# Best GW5015016



## Professorx (Mar 24, 2013)

Hey guys,

Just want to share my exp with you about friends of me who tried GW of many sources.

The best they tried in tabs : http://www.sarms-supply.com/gw501516-c-95.html

Apparently, its better at 5mg than some liquid gw at 70mg of uniquechemicals for example.

Its just reviews some friends, not me but I ordered, and will give a try in one month. I will log this.


----------



## funkdocta (May 29, 2013)

Its an interesting drug. Im not sure about the reports Glaxo stopped working on it as it was shown to cause cancer in the lab rats.

What experiences have you friends got from it? Im looking forward to hearing how do with it.


----------



## Professorx (Mar 24, 2013)

Cancer causes are noticed on a dosage x100 - x1000 the normal dose.

Its an endurance drug, they noticed an instant energy boost and after the cycle : a significant increase of endurance.

I will use it for mma with EQ and test


----------



## funkdocta (May 29, 2013)

Professorx said:


> Cancer causes are noticed on a dosage x100 - x1000 the normal dose.
> 
> Its an endurance drug, they noticed an instant energy boost and after the cycle : a significant increase of endurance.
> 
> I will use it for mma with EQ and test


Sounds good! I hear you have to watch your HDL with it too. Some logs ive read people reported being able to run fast and for longer straight away and train harder without fatigue. Im in if you start a log


----------



## Mikluz (Oct 3, 2013)

do you guys know any other sitee from europe expect sarms supply and researchsarms?


----------



## SSJay (Feb 11, 2011)

fcuk risking cancer with this sh!t there are far better muscle builders with less risks involved.


----------



## 3752 (Jan 7, 2005)

Professorx said:


> Cancer causes are noticed on a dosage x100 - x1000 the normal dose.
> 
> Its an endurance drug, they noticed an instant energy boost and after the cycle : a significant increase of endurance.
> 
> I will use it for mma with EQ and test


this is true but this is in lab rats what is the dose for humans where this risk is applied??


----------



## Machette (Oct 29, 2011)

Pscarb said:


> this is true but this is in lab rats what is the dose for humans where this risk is applied??


I dont think any human studies were done...

If they were someone please send me the links; would be interested!


----------



## Ian_Montrose (Nov 13, 2007)

Professorx said:


> Cancer causes are noticed on a dosage x100 - x1000 the normal dose.


DO you have any references to support this? The warning published by WADA quoted GSK as stating:

"*at all doses*, the drug rapidly causes cancers in a multitude of organs, including the liver, bladder, stomach, skin, thyroid, tongue, testes, ovaries and womb."

> [Information shown]
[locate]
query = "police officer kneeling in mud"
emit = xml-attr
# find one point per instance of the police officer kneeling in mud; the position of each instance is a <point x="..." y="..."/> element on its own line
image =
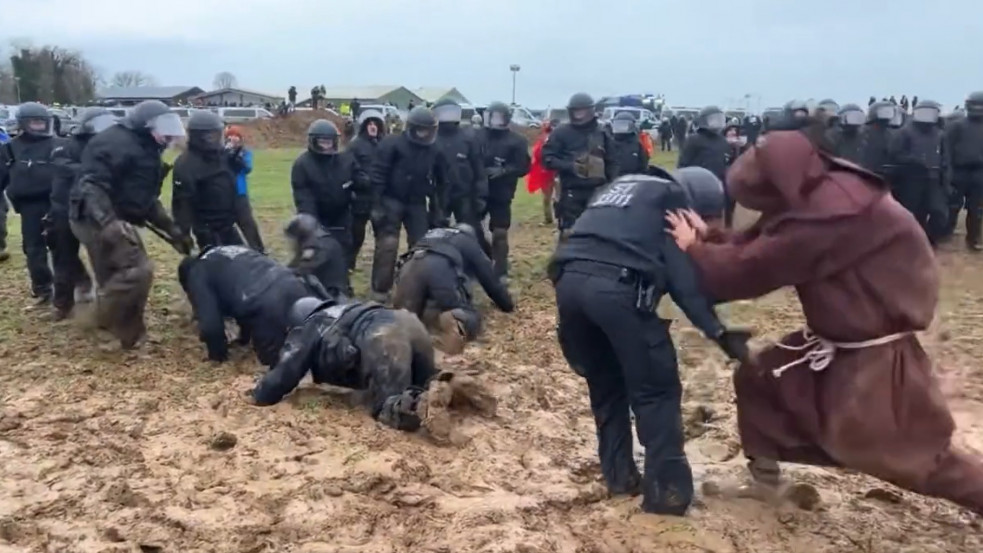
<point x="433" y="283"/>
<point x="386" y="353"/>
<point x="609" y="276"/>
<point x="240" y="283"/>
<point x="319" y="253"/>
<point x="204" y="198"/>
<point x="119" y="186"/>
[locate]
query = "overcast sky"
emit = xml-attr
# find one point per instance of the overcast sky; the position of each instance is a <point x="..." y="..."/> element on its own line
<point x="696" y="52"/>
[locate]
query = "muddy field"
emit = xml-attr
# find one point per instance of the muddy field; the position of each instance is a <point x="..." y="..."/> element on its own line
<point x="155" y="451"/>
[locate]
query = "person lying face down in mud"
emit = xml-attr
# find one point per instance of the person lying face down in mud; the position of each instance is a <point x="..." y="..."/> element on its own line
<point x="433" y="282"/>
<point x="854" y="388"/>
<point x="240" y="283"/>
<point x="386" y="353"/>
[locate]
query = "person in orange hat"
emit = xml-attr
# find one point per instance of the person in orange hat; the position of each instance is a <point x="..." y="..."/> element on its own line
<point x="242" y="160"/>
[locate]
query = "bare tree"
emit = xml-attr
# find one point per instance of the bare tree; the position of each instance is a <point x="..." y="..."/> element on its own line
<point x="225" y="80"/>
<point x="132" y="78"/>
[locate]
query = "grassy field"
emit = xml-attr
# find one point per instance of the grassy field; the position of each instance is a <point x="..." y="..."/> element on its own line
<point x="105" y="451"/>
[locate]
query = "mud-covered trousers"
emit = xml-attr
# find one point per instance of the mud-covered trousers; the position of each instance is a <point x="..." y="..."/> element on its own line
<point x="391" y="216"/>
<point x="123" y="273"/>
<point x="967" y="192"/>
<point x="69" y="272"/>
<point x="35" y="247"/>
<point x="628" y="359"/>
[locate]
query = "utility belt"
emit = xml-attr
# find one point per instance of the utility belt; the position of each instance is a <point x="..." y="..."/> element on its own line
<point x="646" y="292"/>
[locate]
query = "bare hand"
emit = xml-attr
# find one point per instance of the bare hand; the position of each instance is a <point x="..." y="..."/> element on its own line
<point x="681" y="230"/>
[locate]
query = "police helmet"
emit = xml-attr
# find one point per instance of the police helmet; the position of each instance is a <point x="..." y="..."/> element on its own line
<point x="302" y="309"/>
<point x="703" y="189"/>
<point x="581" y="109"/>
<point x="34" y="119"/>
<point x="711" y="118"/>
<point x="421" y="126"/>
<point x="94" y="121"/>
<point x="498" y="115"/>
<point x="623" y="123"/>
<point x="447" y="110"/>
<point x="322" y="137"/>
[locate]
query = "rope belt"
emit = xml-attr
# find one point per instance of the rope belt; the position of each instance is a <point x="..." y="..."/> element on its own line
<point x="818" y="352"/>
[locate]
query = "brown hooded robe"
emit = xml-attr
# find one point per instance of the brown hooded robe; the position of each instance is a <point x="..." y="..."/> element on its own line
<point x="863" y="269"/>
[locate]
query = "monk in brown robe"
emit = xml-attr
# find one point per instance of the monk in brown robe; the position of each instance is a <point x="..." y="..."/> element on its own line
<point x="855" y="388"/>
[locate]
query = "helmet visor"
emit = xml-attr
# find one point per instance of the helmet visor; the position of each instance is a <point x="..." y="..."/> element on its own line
<point x="716" y="121"/>
<point x="100" y="123"/>
<point x="925" y="115"/>
<point x="856" y="118"/>
<point x="167" y="125"/>
<point x="884" y="112"/>
<point x="497" y="120"/>
<point x="622" y="126"/>
<point x="448" y="114"/>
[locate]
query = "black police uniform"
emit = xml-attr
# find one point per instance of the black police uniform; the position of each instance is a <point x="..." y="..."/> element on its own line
<point x="434" y="277"/>
<point x="69" y="272"/>
<point x="204" y="196"/>
<point x="506" y="160"/>
<point x="240" y="283"/>
<point x="965" y="139"/>
<point x="322" y="187"/>
<point x="119" y="185"/>
<point x="361" y="346"/>
<point x="26" y="174"/>
<point x="469" y="193"/>
<point x="609" y="276"/>
<point x="566" y="151"/>
<point x="630" y="155"/>
<point x="919" y="156"/>
<point x="322" y="255"/>
<point x="405" y="178"/>
<point x="364" y="148"/>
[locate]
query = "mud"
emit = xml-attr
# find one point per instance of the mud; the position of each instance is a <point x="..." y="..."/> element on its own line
<point x="156" y="450"/>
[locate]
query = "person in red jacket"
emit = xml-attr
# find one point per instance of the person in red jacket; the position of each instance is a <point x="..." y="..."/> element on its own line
<point x="539" y="177"/>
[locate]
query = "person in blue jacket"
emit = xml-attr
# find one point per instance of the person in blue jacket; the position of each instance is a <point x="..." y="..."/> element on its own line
<point x="242" y="159"/>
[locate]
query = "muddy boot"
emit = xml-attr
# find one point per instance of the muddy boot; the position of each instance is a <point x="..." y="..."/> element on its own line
<point x="384" y="265"/>
<point x="450" y="334"/>
<point x="500" y="252"/>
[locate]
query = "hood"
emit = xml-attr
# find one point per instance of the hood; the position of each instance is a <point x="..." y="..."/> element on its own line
<point x="787" y="176"/>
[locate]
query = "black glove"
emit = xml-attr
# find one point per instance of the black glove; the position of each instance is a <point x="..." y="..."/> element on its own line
<point x="734" y="343"/>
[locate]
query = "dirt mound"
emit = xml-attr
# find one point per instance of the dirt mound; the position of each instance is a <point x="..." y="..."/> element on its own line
<point x="285" y="132"/>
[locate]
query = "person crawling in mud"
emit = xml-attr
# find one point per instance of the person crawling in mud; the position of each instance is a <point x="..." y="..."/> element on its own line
<point x="385" y="353"/>
<point x="433" y="282"/>
<point x="319" y="253"/>
<point x="853" y="388"/>
<point x="240" y="283"/>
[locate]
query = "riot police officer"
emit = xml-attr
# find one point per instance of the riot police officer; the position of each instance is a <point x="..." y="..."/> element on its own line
<point x="707" y="147"/>
<point x="71" y="277"/>
<point x="26" y="174"/>
<point x="365" y="146"/>
<point x="876" y="156"/>
<point x="920" y="184"/>
<point x="322" y="178"/>
<point x="609" y="276"/>
<point x="847" y="138"/>
<point x="409" y="181"/>
<point x="632" y="159"/>
<point x="506" y="160"/>
<point x="204" y="197"/>
<point x="965" y="139"/>
<point x="119" y="186"/>
<point x="583" y="155"/>
<point x="467" y="200"/>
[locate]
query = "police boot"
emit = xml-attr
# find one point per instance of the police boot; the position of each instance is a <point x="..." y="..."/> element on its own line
<point x="384" y="266"/>
<point x="500" y="252"/>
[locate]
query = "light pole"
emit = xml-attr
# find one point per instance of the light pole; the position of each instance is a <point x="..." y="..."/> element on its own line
<point x="514" y="68"/>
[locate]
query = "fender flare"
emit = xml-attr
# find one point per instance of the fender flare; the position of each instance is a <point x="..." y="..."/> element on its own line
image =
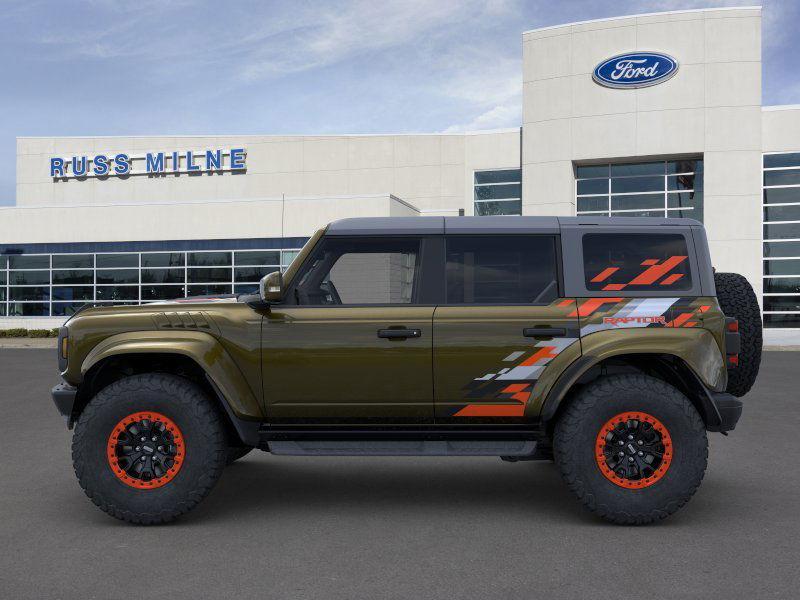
<point x="202" y="348"/>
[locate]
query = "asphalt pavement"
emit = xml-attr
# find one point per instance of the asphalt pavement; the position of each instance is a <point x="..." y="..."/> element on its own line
<point x="406" y="528"/>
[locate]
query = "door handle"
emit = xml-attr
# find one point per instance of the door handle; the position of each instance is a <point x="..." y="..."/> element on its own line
<point x="399" y="334"/>
<point x="544" y="332"/>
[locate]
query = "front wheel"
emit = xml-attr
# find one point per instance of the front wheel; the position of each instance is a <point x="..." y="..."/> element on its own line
<point x="632" y="448"/>
<point x="149" y="448"/>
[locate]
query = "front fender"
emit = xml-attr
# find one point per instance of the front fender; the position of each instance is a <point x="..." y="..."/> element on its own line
<point x="696" y="347"/>
<point x="204" y="349"/>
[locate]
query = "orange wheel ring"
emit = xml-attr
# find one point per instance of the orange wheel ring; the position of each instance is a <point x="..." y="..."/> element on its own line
<point x="145" y="450"/>
<point x="633" y="450"/>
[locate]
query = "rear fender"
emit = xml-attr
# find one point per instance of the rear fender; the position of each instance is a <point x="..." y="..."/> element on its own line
<point x="205" y="350"/>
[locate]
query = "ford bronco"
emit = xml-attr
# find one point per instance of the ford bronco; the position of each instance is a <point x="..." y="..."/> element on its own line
<point x="608" y="345"/>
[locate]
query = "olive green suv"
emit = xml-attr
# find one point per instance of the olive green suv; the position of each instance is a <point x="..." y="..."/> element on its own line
<point x="607" y="345"/>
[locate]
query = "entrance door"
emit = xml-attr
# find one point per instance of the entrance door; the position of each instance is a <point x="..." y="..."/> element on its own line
<point x="501" y="327"/>
<point x="353" y="343"/>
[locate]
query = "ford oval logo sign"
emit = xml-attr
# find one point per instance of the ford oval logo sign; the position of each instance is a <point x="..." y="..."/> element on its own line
<point x="635" y="69"/>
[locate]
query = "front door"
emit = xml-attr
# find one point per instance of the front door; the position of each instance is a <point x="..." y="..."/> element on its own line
<point x="353" y="341"/>
<point x="502" y="326"/>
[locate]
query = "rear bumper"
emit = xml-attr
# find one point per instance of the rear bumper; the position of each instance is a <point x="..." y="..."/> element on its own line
<point x="64" y="399"/>
<point x="729" y="409"/>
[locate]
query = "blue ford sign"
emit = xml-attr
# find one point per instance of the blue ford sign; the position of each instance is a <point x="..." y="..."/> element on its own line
<point x="635" y="69"/>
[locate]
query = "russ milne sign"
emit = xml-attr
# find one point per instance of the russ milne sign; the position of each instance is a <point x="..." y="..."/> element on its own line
<point x="152" y="163"/>
<point x="635" y="70"/>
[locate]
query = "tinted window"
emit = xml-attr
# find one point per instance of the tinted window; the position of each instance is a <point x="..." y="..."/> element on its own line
<point x="501" y="269"/>
<point x="360" y="271"/>
<point x="636" y="262"/>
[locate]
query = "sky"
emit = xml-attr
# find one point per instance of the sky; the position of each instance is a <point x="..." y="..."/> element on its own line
<point x="161" y="67"/>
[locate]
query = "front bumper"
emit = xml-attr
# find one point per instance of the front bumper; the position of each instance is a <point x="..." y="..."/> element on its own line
<point x="64" y="399"/>
<point x="728" y="408"/>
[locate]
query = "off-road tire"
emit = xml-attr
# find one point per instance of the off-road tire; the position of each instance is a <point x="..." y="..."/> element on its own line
<point x="203" y="434"/>
<point x="575" y="439"/>
<point x="737" y="299"/>
<point x="236" y="452"/>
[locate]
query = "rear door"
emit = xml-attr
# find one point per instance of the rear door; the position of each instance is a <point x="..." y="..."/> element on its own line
<point x="502" y="325"/>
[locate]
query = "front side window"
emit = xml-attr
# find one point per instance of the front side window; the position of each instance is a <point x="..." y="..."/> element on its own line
<point x="360" y="271"/>
<point x="636" y="262"/>
<point x="501" y="270"/>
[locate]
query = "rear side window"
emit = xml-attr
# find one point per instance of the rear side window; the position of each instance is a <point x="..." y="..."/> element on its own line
<point x="636" y="262"/>
<point x="501" y="270"/>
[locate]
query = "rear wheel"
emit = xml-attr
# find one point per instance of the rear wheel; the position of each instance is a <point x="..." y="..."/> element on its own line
<point x="737" y="299"/>
<point x="632" y="448"/>
<point x="149" y="448"/>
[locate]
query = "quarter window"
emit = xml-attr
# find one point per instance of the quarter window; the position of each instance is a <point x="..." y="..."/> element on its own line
<point x="614" y="262"/>
<point x="361" y="271"/>
<point x="501" y="270"/>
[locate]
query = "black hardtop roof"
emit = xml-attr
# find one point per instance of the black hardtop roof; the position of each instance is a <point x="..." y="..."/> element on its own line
<point x="493" y="224"/>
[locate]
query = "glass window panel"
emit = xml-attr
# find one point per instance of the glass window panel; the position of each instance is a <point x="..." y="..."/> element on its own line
<point x="781" y="195"/>
<point x="117" y="292"/>
<point x="654" y="168"/>
<point x="21" y="261"/>
<point x="64" y="309"/>
<point x="611" y="260"/>
<point x="782" y="267"/>
<point x="782" y="285"/>
<point x="588" y="171"/>
<point x="28" y="309"/>
<point x="791" y="159"/>
<point x="499" y="176"/>
<point x="788" y="303"/>
<point x="498" y="192"/>
<point x="118" y="276"/>
<point x="85" y="292"/>
<point x="163" y="259"/>
<point x="782" y="320"/>
<point x="73" y="277"/>
<point x="163" y="275"/>
<point x="209" y="275"/>
<point x="29" y="278"/>
<point x="73" y="261"/>
<point x="209" y="259"/>
<point x="637" y="184"/>
<point x="257" y="257"/>
<point x="790" y="177"/>
<point x="592" y="186"/>
<point x="498" y="207"/>
<point x="592" y="203"/>
<point x="245" y="288"/>
<point x="105" y="261"/>
<point x="684" y="182"/>
<point x="501" y="270"/>
<point x="637" y="201"/>
<point x="639" y="213"/>
<point x="782" y="213"/>
<point x="162" y="292"/>
<point x="251" y="273"/>
<point x="31" y="293"/>
<point x="779" y="249"/>
<point x="208" y="290"/>
<point x="684" y="166"/>
<point x="782" y="231"/>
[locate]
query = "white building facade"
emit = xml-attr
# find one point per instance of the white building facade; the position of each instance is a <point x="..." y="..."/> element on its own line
<point x="133" y="219"/>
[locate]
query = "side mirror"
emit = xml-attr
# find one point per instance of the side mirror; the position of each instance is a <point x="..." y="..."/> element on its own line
<point x="270" y="288"/>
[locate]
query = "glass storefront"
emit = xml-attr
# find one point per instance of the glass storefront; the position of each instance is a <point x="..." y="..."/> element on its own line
<point x="40" y="285"/>
<point x="782" y="240"/>
<point x="672" y="188"/>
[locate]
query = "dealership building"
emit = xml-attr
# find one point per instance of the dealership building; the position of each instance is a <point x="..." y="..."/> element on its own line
<point x="647" y="115"/>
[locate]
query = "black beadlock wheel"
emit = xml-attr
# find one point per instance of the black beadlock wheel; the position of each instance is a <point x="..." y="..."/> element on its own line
<point x="738" y="300"/>
<point x="148" y="448"/>
<point x="632" y="448"/>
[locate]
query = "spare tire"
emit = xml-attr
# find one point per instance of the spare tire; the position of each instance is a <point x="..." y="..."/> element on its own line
<point x="738" y="300"/>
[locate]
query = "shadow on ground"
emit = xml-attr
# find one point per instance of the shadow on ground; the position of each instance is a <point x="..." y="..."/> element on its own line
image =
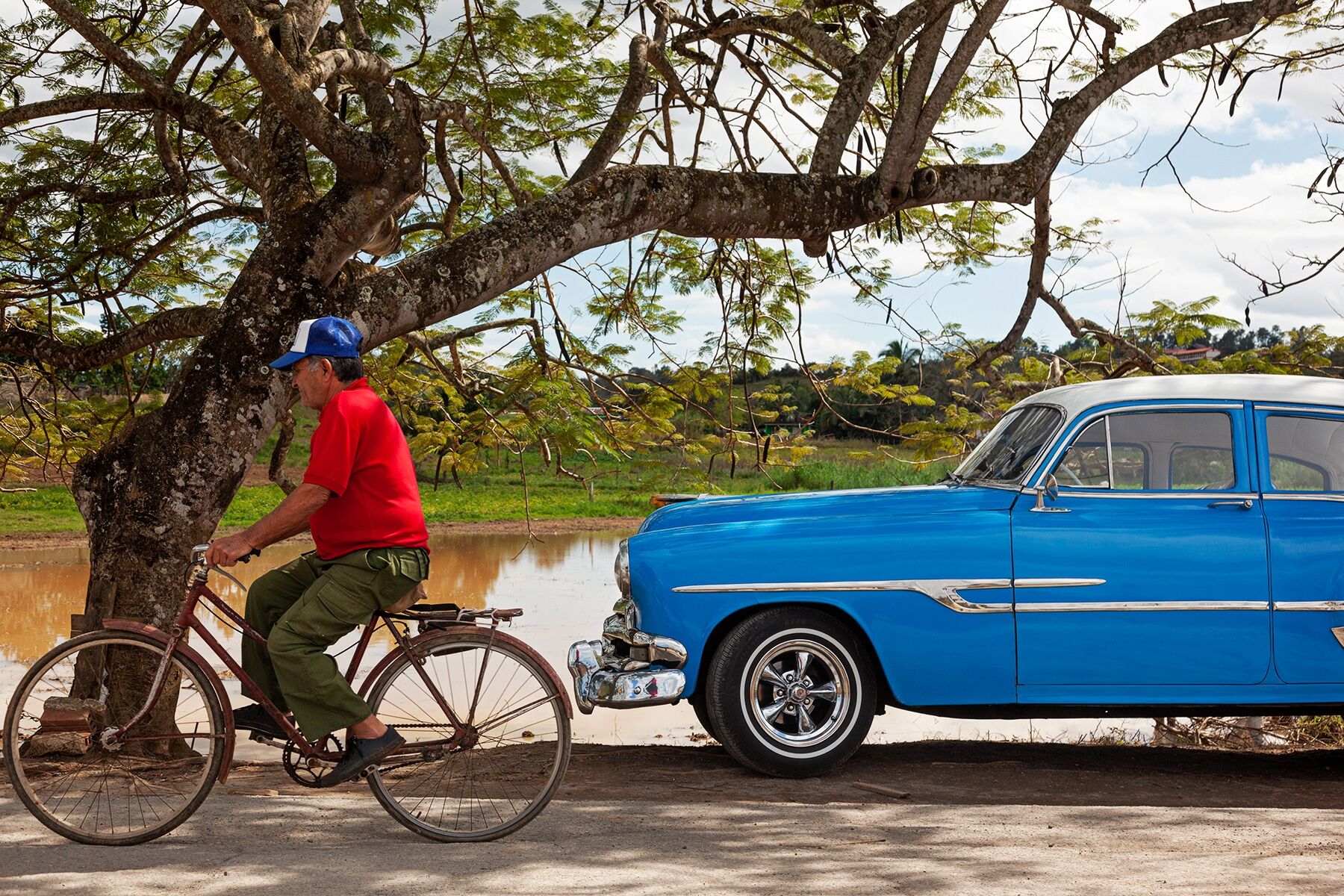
<point x="983" y="773"/>
<point x="983" y="818"/>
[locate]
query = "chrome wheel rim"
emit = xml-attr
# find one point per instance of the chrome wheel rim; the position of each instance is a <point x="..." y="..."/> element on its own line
<point x="799" y="692"/>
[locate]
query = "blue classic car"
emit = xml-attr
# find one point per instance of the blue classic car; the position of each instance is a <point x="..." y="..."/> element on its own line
<point x="1162" y="546"/>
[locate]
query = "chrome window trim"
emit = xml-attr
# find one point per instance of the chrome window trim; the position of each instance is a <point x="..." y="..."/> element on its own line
<point x="1060" y="428"/>
<point x="1051" y="457"/>
<point x="1304" y="496"/>
<point x="1160" y="496"/>
<point x="1287" y="410"/>
<point x="1110" y="461"/>
<point x="1301" y="408"/>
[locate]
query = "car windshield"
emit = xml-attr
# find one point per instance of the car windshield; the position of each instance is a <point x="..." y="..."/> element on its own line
<point x="1011" y="448"/>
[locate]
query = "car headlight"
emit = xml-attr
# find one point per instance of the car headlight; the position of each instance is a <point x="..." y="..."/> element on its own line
<point x="623" y="568"/>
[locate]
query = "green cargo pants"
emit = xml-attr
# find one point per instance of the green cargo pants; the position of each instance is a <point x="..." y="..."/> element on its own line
<point x="304" y="608"/>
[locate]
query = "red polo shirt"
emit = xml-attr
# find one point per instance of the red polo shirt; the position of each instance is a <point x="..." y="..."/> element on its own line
<point x="361" y="454"/>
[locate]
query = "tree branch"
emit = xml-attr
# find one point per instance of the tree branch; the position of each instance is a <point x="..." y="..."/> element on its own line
<point x="626" y="107"/>
<point x="860" y="77"/>
<point x="175" y="323"/>
<point x="349" y="149"/>
<point x="1018" y="181"/>
<point x="231" y="140"/>
<point x="355" y="65"/>
<point x="1035" y="287"/>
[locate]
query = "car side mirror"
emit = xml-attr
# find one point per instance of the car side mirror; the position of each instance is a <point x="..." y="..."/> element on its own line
<point x="1050" y="488"/>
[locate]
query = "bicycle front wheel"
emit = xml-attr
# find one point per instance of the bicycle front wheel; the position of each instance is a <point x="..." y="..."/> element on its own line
<point x="514" y="759"/>
<point x="127" y="793"/>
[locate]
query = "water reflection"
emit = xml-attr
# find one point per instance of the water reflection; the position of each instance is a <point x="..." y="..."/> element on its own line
<point x="564" y="582"/>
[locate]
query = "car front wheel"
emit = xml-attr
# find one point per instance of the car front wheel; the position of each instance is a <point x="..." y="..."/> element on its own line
<point x="791" y="692"/>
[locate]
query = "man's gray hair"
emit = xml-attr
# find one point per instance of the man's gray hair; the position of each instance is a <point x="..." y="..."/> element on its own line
<point x="347" y="370"/>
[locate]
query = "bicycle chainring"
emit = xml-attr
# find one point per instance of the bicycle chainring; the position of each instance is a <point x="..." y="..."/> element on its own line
<point x="300" y="771"/>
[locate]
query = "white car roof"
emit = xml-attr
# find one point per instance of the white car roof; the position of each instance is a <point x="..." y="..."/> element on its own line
<point x="1241" y="388"/>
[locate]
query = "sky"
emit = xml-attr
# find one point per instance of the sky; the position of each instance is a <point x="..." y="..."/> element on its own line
<point x="1246" y="176"/>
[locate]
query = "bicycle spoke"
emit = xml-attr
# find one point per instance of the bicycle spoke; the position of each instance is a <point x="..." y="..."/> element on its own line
<point x="144" y="788"/>
<point x="515" y="756"/>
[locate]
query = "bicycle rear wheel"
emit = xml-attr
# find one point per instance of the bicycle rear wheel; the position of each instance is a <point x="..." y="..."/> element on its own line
<point x="137" y="790"/>
<point x="515" y="765"/>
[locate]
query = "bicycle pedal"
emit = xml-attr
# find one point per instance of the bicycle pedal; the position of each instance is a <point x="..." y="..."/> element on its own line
<point x="262" y="739"/>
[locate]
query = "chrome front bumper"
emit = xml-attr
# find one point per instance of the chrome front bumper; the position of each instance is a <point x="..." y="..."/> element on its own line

> [What to do]
1. In the GW501516 forum thread, which organs does the quoted GSK statement name as sites of cancer?
2. Quote the GW501516 forum thread word for word, beginning at the words "The best they" and stopping after "will log this.".
3. Extend the GW501516 forum thread from the point where it ends.
The records have nothing to do with the GW501516 forum thread.

> [Results]
1. The liver, bladder, stomach, skin, thyroid, tongue, testes, ovaries and womb.

2.
The best they tried in tabs : http://www.sarms-supply.com/gw501516-c-95.html

Apparently, its better at 5mg than some liquid gw at 70mg of uniquechemicals for example.

Its just reviews some friends, not me but I ordered, and will give a try in one month. I will log this.

3.
----------



## Machette (Oct 29, 2011)

Ian_Montrose said:


> DO you have any references to support this? The warning published by WADA quoted GSK as stating:
> 
> "*at all doses*, the drug rapidly causes cancers in a multitude of organs, including the liver, bladder, stomach, skin, thyroid, tongue, testes, ovaries and womb."


Wow fcuk that for a laugh then! Wouldnt touch it!


----------



## 3752 (Jan 7, 2005)

Ian_Montrose said:


> DO you have any references to support this? The warning published by WADA quoted GSK as stating:
> 
> "*at all doses*, the drug rapidly causes cancers in a multitude of organs, including the liver, bladder, stomach, skin, thyroid, tongue, testes, ovaries and womb."


this is what i thought i had seen but was not sure


----------



## Ian_Montrose (Nov 13, 2007)

Pscarb said:


> this is what i thought i had seen but was not sure


http://www.newscientist.com/article/mg21729103.400-antidoping-agency-warns-athletes-of-black-market-drug.html#.Unu-jPmSKYQ

There is more detailed information in this issue of The Toxicologist (items 895 & 896): http://www.toxicology.org/AI/Pub/Tox/2009Tox.pdf

The doses given to the rats and mice started at 5mg/kg/day which may well be lower than people are using. However, it is extremely rare for a pharmaceutical company to issue such a stark warning as this. It also has to be kept in mind that such companies have a hell of a lot more expertise at determining efficacy and toxicity of substances than the bro-science community and they would have drawn on this before deciding to abandon a highly promising compound that they'd already invested a lot of money in.

There are plenty of other PEDs out there so why anyone would choose to ignore such a stern warning I don't know.


----------



## DazUKM (Nov 22, 2012)

Well fcuk that


----------



## 3752 (Jan 7, 2005)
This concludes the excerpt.